What the task asks
An exact copy of the lines from the one containing "Target: person standing on grass" to the end of the records below is required, and nothing else.

Given entries
==*==
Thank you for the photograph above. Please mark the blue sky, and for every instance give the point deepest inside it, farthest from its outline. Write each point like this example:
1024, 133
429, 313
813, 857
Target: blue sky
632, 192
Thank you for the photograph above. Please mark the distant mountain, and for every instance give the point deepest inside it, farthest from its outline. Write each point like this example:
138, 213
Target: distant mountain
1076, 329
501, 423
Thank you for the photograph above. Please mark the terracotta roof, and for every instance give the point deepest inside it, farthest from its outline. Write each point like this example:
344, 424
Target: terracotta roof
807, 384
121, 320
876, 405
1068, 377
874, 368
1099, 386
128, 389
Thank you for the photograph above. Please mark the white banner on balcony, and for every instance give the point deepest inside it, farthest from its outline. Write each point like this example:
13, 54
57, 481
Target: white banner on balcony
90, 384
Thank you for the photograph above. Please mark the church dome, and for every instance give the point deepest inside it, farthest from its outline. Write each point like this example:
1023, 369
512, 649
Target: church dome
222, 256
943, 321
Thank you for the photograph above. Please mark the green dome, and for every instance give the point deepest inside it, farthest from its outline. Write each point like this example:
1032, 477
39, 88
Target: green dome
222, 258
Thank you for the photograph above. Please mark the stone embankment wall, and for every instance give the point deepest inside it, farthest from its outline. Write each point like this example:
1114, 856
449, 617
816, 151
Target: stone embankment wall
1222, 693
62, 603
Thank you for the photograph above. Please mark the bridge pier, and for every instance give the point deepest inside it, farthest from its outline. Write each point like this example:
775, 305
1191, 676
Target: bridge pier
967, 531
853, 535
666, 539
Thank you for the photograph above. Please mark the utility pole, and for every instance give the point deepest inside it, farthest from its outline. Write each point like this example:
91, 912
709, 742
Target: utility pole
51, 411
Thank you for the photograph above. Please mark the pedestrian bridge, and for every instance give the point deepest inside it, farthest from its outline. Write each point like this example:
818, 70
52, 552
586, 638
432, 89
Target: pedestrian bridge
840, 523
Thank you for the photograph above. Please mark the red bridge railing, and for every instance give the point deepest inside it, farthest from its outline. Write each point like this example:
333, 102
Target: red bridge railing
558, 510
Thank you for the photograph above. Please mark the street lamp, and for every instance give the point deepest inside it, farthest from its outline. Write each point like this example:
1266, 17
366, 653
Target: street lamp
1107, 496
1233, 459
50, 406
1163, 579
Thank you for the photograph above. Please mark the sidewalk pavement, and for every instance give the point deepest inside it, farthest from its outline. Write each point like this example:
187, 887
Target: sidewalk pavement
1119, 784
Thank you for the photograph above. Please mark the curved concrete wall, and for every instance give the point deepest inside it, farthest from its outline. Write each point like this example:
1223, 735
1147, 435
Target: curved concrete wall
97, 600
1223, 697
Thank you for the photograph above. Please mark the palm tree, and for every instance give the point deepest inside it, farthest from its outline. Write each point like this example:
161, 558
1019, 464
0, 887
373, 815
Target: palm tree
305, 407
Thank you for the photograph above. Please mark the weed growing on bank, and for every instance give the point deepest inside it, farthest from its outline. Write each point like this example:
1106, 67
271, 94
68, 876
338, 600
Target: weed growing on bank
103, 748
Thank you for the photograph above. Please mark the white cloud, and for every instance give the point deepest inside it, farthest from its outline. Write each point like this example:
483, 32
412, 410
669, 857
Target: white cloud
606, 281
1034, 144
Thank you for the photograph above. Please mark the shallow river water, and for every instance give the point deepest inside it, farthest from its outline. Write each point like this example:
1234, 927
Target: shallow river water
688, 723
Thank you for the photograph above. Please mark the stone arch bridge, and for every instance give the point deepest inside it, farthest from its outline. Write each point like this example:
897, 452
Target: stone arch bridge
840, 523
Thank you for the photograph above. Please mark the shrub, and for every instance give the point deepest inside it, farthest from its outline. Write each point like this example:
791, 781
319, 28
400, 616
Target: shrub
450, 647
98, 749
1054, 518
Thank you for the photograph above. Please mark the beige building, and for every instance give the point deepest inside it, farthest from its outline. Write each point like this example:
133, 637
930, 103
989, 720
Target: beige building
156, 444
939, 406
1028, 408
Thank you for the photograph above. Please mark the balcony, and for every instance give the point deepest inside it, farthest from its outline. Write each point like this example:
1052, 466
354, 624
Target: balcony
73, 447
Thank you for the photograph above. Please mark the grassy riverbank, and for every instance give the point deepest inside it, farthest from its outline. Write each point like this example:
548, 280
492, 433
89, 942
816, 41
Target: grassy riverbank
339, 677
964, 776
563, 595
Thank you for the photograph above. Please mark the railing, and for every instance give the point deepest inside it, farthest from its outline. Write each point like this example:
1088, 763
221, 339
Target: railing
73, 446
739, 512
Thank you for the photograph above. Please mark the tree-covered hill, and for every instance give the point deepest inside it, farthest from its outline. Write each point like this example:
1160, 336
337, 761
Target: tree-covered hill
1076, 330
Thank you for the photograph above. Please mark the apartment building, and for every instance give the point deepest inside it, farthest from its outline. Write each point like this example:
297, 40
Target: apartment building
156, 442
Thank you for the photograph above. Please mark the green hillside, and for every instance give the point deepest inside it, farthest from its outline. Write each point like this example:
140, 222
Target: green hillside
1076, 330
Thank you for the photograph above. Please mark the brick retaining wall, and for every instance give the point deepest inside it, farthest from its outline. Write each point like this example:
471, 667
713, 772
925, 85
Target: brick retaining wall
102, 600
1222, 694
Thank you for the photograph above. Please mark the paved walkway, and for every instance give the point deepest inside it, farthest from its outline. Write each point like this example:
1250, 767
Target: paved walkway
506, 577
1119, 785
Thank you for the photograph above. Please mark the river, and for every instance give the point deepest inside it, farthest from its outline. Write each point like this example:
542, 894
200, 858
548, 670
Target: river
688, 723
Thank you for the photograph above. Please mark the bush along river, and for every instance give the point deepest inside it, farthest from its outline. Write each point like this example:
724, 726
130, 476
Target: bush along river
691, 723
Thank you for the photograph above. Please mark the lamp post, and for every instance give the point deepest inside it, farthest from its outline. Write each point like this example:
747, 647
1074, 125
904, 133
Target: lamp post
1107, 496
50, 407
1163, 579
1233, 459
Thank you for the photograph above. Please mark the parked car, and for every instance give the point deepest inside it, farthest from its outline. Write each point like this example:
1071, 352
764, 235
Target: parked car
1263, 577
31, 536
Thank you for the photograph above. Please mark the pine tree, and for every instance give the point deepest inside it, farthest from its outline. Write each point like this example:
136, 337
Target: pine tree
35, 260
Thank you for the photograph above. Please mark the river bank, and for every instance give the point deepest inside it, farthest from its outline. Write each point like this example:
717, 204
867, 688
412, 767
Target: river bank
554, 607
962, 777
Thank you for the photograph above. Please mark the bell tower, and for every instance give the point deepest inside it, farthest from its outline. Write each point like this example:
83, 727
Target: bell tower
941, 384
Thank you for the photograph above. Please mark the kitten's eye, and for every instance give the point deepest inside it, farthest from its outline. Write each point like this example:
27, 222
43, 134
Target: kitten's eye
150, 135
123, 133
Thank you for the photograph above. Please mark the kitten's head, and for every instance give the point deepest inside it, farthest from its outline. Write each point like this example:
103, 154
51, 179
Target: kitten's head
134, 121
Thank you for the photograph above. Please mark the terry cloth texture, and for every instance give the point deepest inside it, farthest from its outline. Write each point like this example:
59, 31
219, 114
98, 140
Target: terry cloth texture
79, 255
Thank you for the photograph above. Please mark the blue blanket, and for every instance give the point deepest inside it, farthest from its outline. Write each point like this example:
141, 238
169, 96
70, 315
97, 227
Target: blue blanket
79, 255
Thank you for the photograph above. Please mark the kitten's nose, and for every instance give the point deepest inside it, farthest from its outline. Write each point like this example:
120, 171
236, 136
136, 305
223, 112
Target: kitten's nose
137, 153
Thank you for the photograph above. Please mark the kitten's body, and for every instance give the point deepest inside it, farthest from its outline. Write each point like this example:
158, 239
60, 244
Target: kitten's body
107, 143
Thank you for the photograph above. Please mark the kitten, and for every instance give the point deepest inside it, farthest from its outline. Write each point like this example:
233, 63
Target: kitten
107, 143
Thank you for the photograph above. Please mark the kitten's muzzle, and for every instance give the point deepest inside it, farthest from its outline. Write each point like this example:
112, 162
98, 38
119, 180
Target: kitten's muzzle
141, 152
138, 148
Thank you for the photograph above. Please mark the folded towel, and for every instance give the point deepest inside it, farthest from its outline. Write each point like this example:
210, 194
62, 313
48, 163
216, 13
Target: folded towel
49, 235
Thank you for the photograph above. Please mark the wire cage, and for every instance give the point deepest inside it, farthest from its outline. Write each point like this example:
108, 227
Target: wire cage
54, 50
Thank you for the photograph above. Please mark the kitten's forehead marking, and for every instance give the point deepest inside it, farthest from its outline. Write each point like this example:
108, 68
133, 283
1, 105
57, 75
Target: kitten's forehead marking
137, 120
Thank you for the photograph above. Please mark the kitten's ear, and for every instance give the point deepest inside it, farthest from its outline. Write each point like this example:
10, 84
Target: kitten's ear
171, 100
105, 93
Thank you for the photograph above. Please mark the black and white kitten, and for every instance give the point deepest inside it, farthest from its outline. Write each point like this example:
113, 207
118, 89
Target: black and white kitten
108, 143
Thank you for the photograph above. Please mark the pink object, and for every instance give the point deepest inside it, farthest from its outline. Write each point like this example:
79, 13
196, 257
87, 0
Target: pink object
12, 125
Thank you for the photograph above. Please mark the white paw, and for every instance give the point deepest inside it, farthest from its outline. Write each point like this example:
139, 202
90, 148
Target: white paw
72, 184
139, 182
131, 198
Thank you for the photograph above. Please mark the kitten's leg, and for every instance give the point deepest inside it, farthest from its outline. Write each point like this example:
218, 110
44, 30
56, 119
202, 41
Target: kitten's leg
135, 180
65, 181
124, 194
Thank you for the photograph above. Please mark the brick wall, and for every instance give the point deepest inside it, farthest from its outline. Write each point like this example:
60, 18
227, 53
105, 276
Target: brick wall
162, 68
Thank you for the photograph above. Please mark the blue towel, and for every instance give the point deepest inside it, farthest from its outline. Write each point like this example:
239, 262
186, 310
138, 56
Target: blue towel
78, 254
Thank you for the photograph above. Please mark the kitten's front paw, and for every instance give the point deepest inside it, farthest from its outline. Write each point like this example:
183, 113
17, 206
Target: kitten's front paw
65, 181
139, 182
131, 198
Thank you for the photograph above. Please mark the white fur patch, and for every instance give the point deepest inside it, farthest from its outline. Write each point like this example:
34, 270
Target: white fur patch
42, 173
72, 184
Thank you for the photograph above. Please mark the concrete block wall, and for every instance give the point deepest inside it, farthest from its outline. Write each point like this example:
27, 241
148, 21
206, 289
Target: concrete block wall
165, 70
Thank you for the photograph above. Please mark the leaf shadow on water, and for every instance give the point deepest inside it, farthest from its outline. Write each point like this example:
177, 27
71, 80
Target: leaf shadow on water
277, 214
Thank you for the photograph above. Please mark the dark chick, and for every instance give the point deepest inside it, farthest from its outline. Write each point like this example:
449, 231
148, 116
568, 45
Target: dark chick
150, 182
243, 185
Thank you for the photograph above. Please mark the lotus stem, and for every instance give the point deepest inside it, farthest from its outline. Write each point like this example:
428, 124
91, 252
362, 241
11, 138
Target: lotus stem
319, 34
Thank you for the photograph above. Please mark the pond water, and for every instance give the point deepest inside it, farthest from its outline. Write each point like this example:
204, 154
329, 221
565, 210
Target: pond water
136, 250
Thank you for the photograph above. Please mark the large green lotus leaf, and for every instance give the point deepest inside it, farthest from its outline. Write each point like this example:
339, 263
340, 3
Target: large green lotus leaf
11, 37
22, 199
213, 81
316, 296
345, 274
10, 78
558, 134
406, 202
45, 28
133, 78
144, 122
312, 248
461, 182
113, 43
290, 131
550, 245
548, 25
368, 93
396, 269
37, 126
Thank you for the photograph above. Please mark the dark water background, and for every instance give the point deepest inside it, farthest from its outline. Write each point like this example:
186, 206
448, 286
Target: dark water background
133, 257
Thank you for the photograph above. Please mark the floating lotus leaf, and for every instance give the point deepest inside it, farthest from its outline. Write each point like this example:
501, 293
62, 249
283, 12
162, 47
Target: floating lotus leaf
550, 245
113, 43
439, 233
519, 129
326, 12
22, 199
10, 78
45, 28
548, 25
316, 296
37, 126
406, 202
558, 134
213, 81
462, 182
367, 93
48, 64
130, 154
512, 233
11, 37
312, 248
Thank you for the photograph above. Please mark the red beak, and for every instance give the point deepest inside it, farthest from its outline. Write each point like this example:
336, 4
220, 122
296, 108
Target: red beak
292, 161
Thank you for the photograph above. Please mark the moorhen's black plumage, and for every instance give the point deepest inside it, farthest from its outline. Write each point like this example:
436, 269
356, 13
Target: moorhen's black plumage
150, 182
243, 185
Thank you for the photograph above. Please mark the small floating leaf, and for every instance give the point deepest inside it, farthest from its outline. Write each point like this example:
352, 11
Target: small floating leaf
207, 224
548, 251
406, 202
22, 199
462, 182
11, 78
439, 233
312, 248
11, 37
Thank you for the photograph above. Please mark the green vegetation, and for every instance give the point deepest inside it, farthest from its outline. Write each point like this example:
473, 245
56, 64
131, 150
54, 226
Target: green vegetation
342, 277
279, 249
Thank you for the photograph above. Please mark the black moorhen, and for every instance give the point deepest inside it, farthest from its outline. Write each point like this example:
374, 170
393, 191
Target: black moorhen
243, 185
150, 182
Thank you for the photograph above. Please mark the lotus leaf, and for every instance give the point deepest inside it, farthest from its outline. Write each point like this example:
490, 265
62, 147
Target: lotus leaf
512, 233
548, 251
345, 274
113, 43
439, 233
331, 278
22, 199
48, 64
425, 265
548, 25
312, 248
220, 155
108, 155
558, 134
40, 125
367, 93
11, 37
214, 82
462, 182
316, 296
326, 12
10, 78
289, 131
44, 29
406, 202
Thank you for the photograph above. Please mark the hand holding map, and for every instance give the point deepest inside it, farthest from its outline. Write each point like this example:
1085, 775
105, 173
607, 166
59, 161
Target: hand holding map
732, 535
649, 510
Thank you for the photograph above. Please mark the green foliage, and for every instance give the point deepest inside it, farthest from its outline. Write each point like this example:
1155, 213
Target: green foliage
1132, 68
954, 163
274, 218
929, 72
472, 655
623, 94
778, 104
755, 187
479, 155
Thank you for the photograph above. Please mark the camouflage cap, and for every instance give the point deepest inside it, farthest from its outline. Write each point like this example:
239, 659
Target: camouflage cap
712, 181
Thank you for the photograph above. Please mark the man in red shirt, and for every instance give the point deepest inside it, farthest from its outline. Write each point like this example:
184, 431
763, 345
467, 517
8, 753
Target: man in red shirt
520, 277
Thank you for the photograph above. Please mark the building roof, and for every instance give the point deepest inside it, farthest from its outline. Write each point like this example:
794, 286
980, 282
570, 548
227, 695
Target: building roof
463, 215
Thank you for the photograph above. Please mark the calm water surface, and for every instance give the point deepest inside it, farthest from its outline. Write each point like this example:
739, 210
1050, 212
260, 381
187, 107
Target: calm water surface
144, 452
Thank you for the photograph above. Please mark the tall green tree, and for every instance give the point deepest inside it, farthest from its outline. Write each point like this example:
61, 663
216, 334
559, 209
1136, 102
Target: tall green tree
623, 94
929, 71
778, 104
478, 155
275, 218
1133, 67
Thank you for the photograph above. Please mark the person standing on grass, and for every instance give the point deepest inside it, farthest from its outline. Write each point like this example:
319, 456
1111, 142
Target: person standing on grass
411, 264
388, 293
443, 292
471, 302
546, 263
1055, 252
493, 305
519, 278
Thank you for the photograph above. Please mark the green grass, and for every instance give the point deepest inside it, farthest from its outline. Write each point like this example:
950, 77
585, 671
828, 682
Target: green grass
==*==
Output for this exercise
Target: person standing on grass
411, 264
388, 293
443, 292
471, 302
546, 263
1055, 252
493, 305
519, 278
Thank you for the photograph above. Please mark the green grass, and for every instance give the point deepest inside it, farthest from its outline. Write each point like this example:
950, 77
585, 671
828, 682
Target: green grass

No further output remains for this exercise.